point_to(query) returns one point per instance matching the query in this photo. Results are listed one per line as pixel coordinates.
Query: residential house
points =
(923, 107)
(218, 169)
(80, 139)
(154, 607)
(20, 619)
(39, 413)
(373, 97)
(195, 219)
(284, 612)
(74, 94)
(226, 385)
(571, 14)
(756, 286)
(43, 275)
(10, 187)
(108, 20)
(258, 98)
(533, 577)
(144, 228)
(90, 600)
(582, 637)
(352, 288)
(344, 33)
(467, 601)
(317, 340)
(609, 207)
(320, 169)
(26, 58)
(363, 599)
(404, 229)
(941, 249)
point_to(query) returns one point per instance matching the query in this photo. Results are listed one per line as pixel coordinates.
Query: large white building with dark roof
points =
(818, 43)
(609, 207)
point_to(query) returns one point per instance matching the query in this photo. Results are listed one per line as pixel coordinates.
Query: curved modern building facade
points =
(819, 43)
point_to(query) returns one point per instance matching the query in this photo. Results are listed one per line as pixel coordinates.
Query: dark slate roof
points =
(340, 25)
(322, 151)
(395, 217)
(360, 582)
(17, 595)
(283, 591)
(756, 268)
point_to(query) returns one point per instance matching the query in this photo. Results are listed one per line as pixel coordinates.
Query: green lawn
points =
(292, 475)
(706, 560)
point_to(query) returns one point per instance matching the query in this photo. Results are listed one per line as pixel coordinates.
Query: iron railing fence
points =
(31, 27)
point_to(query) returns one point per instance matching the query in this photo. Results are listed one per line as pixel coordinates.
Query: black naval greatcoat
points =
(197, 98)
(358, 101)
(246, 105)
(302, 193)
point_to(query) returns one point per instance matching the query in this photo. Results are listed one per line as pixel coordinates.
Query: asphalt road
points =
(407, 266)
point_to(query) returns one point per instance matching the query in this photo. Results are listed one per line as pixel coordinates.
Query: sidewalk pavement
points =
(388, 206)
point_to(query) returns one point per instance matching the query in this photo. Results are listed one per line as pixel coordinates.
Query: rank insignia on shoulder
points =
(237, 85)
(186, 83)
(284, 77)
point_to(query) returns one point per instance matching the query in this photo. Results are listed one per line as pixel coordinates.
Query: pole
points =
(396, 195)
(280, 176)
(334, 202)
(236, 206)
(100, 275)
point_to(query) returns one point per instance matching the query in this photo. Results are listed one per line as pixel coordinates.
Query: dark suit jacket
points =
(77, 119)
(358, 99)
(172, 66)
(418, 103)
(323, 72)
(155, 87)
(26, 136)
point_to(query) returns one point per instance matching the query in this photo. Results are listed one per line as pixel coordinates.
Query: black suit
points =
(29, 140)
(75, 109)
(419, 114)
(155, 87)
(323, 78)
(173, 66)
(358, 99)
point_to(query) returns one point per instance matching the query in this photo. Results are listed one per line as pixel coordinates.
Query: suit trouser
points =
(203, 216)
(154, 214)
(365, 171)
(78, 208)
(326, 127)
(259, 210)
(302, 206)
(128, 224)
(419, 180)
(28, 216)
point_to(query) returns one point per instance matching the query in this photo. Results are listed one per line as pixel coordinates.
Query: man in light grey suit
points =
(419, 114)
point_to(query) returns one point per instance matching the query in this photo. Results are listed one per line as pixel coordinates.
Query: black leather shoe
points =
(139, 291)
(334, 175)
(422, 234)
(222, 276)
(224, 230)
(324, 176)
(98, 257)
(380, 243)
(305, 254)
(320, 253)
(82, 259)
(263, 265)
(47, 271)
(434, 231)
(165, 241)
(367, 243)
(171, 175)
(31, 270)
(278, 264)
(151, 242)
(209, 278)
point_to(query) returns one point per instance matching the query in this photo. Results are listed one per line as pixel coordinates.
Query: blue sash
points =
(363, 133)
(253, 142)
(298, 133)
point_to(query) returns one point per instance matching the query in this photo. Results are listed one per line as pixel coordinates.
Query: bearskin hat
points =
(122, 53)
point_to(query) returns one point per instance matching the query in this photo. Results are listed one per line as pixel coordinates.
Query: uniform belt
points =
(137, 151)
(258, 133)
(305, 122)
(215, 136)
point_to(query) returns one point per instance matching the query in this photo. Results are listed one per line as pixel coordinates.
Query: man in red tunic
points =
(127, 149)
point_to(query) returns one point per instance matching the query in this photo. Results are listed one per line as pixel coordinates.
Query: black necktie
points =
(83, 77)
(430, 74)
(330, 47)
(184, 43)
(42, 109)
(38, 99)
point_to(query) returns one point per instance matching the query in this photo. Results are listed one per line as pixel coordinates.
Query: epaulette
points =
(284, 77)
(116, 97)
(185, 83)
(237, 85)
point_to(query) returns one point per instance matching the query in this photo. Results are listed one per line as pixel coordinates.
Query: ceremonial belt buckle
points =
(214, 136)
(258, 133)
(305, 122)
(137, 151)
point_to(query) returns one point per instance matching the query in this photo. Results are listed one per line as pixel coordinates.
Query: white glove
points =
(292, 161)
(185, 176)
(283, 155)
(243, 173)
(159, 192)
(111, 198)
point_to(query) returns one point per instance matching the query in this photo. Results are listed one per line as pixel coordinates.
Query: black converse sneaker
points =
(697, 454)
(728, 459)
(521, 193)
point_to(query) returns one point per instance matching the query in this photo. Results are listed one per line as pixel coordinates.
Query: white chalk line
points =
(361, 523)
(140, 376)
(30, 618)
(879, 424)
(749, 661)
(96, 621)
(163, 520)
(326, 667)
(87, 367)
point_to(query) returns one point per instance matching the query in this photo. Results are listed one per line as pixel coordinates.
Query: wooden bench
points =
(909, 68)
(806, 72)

=====

• What is expected:
Search the entries above for the string "suit", and report each line where it occurs.

• Response below:
Query: dark suit jacket
Query: black suit
Query: suit trouser
Query: man in light grey suit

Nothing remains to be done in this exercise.